§ **WHAT YOU NEED TO DO**
Gather every line of the listing below that contains the word "blue" and copy each one out in full.

§ **INFORMATION PROVIDED**
»»

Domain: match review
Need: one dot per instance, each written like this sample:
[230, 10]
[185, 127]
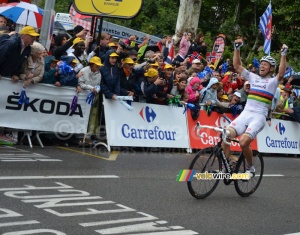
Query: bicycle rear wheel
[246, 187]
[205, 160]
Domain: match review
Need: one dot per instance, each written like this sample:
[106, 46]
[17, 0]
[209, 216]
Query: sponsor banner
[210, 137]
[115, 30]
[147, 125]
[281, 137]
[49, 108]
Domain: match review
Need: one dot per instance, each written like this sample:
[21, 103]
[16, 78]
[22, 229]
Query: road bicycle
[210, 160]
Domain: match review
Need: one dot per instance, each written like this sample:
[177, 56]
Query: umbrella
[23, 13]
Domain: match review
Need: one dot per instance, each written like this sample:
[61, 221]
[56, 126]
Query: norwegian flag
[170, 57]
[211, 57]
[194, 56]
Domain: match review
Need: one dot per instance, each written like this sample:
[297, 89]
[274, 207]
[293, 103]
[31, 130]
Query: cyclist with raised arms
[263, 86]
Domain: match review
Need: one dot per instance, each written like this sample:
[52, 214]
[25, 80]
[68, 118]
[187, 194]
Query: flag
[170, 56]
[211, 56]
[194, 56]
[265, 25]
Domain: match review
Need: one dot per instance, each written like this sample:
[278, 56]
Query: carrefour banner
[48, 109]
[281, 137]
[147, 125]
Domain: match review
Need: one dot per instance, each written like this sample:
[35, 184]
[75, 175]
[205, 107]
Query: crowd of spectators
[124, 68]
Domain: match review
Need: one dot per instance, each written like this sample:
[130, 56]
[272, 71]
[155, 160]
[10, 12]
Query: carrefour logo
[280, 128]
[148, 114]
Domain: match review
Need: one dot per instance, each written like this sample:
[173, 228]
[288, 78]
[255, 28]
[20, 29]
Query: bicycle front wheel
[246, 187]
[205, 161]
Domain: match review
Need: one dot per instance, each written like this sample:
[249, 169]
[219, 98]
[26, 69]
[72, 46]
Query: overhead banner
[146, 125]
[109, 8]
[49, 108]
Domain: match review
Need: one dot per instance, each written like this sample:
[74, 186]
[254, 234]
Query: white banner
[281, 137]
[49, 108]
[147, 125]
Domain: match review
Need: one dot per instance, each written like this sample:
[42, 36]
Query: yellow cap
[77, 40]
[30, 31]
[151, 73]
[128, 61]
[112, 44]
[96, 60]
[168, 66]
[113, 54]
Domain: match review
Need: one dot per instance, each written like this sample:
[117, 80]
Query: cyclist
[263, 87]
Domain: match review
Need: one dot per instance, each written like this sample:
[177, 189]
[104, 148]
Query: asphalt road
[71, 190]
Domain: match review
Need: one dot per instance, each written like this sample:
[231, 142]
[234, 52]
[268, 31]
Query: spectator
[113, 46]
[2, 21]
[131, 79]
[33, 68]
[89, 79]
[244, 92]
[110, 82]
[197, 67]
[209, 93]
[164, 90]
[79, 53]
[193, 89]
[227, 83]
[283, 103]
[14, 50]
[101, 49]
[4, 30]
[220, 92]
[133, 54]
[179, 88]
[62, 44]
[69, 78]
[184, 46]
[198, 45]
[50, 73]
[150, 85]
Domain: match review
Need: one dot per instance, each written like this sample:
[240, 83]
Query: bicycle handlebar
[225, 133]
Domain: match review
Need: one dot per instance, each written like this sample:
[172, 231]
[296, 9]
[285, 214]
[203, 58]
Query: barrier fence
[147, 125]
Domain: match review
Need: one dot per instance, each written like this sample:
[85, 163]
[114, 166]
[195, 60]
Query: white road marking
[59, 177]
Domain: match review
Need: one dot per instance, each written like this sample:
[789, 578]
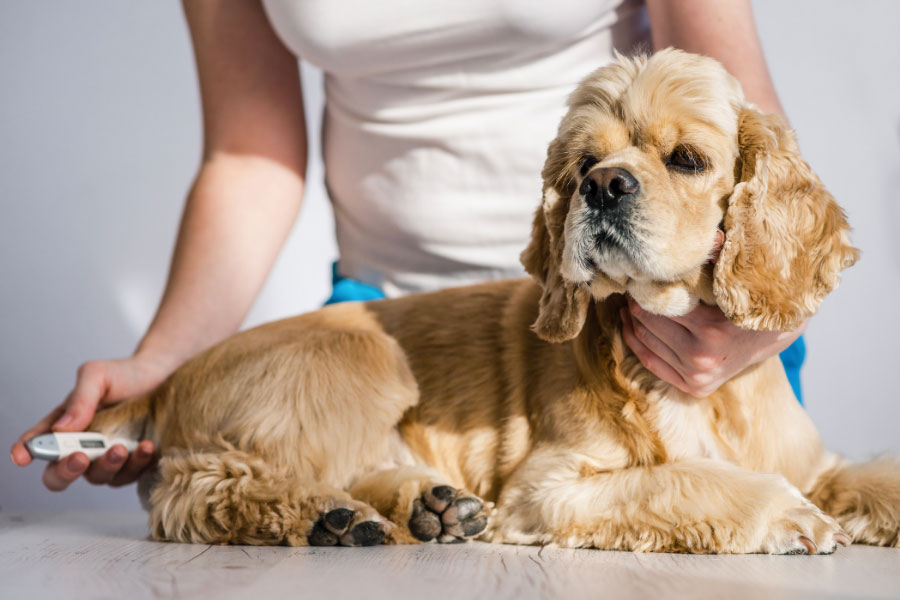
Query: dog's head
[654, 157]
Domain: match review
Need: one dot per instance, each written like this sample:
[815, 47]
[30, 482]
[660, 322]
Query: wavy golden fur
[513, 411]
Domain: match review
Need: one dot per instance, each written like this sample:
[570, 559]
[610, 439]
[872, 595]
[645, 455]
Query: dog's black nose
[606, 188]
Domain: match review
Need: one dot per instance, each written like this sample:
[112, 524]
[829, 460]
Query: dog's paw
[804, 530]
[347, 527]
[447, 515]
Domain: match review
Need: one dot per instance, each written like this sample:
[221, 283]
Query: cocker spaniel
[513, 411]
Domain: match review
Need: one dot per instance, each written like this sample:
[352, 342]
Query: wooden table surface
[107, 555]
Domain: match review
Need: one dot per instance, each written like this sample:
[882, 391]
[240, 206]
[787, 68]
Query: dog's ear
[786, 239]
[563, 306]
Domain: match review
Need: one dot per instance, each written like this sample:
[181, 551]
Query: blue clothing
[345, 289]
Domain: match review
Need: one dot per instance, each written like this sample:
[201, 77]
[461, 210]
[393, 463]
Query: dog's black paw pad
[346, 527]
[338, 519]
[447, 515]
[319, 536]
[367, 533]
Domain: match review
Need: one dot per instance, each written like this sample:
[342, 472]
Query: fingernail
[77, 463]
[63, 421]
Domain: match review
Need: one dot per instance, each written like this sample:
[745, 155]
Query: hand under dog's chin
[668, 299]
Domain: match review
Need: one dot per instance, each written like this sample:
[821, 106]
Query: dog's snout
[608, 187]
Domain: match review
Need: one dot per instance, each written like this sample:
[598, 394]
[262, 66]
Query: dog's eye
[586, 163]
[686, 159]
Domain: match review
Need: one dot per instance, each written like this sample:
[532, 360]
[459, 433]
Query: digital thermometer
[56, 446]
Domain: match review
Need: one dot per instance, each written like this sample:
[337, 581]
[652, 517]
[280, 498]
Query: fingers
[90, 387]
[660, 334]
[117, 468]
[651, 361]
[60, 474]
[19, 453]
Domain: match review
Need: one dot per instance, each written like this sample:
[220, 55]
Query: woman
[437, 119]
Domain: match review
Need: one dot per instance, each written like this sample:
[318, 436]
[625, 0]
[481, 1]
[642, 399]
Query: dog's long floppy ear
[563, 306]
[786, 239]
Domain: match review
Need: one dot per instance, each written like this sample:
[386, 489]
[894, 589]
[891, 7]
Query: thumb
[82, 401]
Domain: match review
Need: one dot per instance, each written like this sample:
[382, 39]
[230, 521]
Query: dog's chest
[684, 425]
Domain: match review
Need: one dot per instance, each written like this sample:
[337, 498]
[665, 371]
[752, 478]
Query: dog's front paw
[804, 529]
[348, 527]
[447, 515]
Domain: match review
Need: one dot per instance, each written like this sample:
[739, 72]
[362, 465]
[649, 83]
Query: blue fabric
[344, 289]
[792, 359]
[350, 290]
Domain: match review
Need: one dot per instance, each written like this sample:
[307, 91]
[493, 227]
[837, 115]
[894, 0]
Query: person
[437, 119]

««

§ **ANSWER TO THE TASK**
Query: blue clothing
Query: blue fabric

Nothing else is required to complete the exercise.